Read the records beneath this task and copy every line that contains the string "post".

═══ Given data

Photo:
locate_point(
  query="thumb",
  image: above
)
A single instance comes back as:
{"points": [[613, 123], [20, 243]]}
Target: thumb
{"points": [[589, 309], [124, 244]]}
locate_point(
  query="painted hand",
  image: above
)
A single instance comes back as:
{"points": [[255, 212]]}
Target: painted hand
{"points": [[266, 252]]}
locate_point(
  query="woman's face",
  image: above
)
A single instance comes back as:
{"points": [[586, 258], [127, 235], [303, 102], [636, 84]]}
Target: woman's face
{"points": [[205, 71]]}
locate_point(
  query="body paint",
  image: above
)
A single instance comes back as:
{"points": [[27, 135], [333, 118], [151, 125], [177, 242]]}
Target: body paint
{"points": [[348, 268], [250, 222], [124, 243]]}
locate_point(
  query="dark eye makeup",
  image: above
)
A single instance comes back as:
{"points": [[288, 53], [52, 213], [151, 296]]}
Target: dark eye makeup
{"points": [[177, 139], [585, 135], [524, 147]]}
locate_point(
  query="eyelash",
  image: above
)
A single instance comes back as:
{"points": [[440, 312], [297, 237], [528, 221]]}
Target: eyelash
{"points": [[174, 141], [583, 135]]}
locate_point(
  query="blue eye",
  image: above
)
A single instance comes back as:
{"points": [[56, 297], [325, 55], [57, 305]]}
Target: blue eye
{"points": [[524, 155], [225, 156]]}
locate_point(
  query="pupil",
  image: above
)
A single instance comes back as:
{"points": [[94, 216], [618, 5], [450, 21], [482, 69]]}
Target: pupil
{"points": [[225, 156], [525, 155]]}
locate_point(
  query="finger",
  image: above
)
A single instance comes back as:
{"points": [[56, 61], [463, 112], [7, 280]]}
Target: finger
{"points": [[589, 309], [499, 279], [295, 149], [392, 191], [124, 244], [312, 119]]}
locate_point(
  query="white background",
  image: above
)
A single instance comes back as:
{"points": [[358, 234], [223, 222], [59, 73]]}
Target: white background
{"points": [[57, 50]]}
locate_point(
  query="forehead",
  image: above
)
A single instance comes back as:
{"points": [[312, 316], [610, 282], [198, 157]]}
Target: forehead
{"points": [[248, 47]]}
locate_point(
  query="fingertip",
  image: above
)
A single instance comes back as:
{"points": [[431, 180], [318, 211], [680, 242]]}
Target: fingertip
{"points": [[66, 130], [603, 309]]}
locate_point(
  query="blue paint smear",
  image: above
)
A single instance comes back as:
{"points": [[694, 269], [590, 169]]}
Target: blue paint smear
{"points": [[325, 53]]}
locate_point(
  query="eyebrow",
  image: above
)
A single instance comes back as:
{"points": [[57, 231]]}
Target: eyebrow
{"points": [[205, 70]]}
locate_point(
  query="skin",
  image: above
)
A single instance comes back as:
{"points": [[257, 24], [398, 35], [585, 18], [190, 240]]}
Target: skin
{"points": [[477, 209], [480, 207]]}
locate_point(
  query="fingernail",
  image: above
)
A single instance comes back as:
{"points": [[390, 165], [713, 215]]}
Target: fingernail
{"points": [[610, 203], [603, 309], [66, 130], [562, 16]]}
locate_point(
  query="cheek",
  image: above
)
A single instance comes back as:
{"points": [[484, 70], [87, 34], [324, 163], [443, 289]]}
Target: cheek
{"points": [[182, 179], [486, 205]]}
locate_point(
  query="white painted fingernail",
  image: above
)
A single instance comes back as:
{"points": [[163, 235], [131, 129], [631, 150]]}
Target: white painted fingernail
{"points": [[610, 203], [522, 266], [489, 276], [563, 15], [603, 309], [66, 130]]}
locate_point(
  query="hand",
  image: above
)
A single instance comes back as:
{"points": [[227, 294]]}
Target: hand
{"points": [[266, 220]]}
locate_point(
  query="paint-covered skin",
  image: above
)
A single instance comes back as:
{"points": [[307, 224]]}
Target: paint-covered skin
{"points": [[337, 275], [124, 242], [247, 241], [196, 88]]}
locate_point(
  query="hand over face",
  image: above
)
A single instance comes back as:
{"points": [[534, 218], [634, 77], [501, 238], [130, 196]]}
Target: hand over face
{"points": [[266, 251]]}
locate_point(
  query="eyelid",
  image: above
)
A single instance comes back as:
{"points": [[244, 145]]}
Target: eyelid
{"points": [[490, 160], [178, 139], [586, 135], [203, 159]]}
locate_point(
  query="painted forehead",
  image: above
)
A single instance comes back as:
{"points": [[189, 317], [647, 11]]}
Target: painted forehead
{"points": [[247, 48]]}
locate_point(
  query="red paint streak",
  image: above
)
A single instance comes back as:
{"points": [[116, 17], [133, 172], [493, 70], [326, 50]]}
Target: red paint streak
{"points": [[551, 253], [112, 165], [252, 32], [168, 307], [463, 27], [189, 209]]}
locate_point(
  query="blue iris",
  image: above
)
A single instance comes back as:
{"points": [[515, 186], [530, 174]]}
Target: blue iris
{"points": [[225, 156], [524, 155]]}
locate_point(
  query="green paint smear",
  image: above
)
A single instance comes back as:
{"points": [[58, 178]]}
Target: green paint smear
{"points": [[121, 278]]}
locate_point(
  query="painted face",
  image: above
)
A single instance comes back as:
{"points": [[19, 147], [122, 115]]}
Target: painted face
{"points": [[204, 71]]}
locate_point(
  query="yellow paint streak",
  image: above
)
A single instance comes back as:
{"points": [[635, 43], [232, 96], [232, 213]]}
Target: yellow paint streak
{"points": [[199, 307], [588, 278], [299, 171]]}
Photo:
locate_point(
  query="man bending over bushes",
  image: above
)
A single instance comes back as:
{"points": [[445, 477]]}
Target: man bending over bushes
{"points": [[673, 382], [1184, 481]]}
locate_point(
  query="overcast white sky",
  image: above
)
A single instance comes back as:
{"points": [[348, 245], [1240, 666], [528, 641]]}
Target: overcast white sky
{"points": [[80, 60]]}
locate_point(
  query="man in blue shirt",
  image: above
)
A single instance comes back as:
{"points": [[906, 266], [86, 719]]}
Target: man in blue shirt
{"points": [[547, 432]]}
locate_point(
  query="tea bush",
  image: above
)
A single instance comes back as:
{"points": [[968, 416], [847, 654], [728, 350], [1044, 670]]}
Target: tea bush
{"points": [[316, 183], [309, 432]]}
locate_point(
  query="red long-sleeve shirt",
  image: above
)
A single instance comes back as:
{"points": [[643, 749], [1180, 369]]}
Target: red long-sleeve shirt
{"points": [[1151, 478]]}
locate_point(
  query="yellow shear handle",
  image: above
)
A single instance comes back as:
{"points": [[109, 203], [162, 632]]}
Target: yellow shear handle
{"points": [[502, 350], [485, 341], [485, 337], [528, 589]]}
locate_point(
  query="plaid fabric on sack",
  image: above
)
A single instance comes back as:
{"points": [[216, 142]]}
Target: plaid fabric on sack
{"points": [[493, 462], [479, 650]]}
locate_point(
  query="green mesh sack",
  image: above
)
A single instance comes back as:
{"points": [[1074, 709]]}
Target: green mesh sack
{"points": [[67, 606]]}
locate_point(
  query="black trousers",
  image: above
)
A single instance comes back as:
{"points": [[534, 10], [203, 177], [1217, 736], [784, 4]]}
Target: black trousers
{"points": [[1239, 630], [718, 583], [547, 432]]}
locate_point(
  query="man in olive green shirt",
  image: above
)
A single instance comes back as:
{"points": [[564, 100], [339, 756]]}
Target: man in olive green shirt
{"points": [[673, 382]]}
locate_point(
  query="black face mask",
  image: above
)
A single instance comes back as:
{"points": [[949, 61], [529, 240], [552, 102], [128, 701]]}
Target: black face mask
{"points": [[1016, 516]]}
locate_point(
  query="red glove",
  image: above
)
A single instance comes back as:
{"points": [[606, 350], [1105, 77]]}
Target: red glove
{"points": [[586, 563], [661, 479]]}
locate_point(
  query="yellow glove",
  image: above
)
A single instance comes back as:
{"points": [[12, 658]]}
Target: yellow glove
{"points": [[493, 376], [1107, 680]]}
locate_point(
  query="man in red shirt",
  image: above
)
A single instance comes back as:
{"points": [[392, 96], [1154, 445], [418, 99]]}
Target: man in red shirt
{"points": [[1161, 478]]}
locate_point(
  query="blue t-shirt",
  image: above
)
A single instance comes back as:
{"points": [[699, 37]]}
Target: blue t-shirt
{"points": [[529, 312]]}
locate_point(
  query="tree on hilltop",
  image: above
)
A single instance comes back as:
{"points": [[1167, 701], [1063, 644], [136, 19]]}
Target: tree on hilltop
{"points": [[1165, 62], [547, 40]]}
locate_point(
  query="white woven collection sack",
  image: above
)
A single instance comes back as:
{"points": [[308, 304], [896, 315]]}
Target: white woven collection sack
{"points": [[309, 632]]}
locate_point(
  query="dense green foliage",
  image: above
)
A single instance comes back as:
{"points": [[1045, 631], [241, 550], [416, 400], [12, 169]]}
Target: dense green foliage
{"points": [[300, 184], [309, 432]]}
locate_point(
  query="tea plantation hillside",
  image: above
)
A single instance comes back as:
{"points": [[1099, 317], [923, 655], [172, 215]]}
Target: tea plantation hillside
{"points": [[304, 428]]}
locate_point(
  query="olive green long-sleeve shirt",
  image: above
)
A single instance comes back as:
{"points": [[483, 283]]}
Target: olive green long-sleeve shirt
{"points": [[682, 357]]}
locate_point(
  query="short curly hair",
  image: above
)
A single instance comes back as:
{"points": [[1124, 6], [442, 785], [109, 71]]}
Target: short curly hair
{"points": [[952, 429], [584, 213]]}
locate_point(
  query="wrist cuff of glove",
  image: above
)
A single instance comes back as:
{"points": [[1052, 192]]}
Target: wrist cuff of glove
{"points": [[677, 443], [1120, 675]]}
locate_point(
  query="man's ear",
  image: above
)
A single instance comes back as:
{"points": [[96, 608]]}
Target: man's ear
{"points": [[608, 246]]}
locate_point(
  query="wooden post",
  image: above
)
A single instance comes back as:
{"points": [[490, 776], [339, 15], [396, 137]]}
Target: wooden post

══════

Answer section
  query="wooden post",
Target: wooden post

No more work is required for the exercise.